- Consignes -
**A)** Reproduisez fidèlement le passage de l'extrait sur Marina Tsvétaïéva allant de "Le 27 août 1939, sa" jusqu'à "du tsar rouge.".
**B)** D'après l'extrait sur Marina Tsvétaïéva, répondez brièvement aux questions suivantes :
(i) En quelle année la biographie d'Irma Koudrova est-elle sortie à Moscou ?
(ii) À quelle distance de Moscou se trouve la colonie de Bolchévo ?
(iii) Qui a signé les deux mandats d'arrêt ?

- Extrait choisi -
++++++

Selon
Georges Nivat, le grand expert suisse de la littérature russe, qui a écrit un bref avant-propos au présent ouvrage,
Marina Tsvétaïéva fait partie du quatuor des grands poètes russes du XXe siècle avec
Boris Pasternak,
Ossip Mandelstam et
Anna Akhmatova.
L'auteure,
Irma Koudrova, qui a un doctorat en
lettres russes, est une spécialiste de la vie et l'oeuvre de la grande poétesse et a pu éplucher les archives du NKVD (le précurseur du KGB) avant que Poutine n'en interdise l'accès, pour préparer sa biographie, sortie en 1995 à Moscou et traduite en Français et annotée efficacement par
Hélène Henry-Safier, en 2015.
Dès son retour en Russie en juin 1939, après 17 ans d'absence, Marina a tout de suite pu se rendre contre de l'ampleur catastrophique des activités incompréhensibles de ce NKVD, sous l'horrible Staline, de 1936 à 1939, la période noire des grandes purges et procès bidons.
Arrivée à Moscou, sa fille,
Ariadna Efron, surnommée Alia, apprend à sa mère la longue série d'arrestations et disparitions mystérieuses, parmi lesquelles sa propre soeur aînée, Anastassia
Tsvétaïéva, et son neveu Andreï Troukhatchev, mais il y a également tous ses ami-e-s connus à Prague et Paris.
Dans la maison de bois attribué à son mari, Sergueï Efron qu'elle avait épousé très jeune en 1912, règne la peur. La petite colonie de Bolchévo, où Marina allait rester 5 longs mois, se trouve à 28 kms de Moscou, mais constituait une enclave isolée, que Nina Klépinina, une amie, a décrite comme un "établissement carcéral préventif".
Le 27 août 1939, sa fille Ariadna de 27 ans est arrêtée et peu après, le 10 octobre, son mari Sergueï Efron. Les 2 sont transférés dans les caves de l'épouvantable Loubianka, siège du NKVD à Moscou et "forcés" à des aveux : elle d'espionnage pour les services de renseignements français ; lui pour haute trahison et complot en faveur de Trotsky, l'ennemi numéro 1 de Staline.
Les 2 mandats d'arrêt portent la signature de Lavrenti Beria, l'homme le plus puissant et bras droit du tsar rouge.

++++++

- Données sources -
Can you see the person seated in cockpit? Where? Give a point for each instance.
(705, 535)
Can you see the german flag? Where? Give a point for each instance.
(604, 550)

++++++

- Réponses -
**A)**
Le 27 août 1939, sa fille Ariadna de 27 ans est arrêtée et peu après, le 10 octobre, son mari Sergueï Efron. Les 2 sont transférés dans les caves de l'épouvantable Loubianka, siège du NKVD à Moscou et "forcés" à des aveux : elle d'espionnage pour les services de renseignements français ; lui pour haute trahison et complot en faveur de Trotsky, l'ennemi numéro 1 de Staline.
Les 2 mandats d'arrêt portent la signature de Lavrenti Beria, l'homme le plus puissant et bras droit du tsar rouge.

**B)**
(i) En 1995.
(ii) À 28 km.
(iii) Lavrenti Beria.